> **Directions for this task**
The output should be limited to the line holding "Guideline: one keypoint per instance of the large" and the lines after it through the end of the entries, each restated exactly.

- - - - -

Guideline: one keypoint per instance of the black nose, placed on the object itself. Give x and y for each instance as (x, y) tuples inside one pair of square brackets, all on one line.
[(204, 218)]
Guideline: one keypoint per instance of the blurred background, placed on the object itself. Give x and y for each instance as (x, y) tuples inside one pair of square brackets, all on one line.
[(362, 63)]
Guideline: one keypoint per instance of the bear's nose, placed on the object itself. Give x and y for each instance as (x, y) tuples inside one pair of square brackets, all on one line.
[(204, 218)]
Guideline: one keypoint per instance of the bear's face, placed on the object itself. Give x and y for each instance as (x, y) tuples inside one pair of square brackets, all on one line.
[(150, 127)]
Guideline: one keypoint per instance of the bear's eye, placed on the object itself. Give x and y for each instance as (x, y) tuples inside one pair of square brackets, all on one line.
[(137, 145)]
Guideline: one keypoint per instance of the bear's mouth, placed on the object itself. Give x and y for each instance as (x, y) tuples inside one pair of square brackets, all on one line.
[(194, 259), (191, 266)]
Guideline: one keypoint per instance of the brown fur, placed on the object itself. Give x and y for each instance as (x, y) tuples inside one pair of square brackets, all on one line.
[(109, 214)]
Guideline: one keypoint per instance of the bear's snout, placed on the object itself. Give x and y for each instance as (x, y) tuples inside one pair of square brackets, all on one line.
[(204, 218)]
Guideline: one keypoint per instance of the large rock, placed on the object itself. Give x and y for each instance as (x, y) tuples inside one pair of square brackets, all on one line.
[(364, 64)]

- - - - -

> **Exercise answer**
Guideline: one keypoint per instance of the large rock, placed on the object itself. Give x and y for each instance as (x, y) tuples inside one pair of square brackets, all on one line.
[(364, 64)]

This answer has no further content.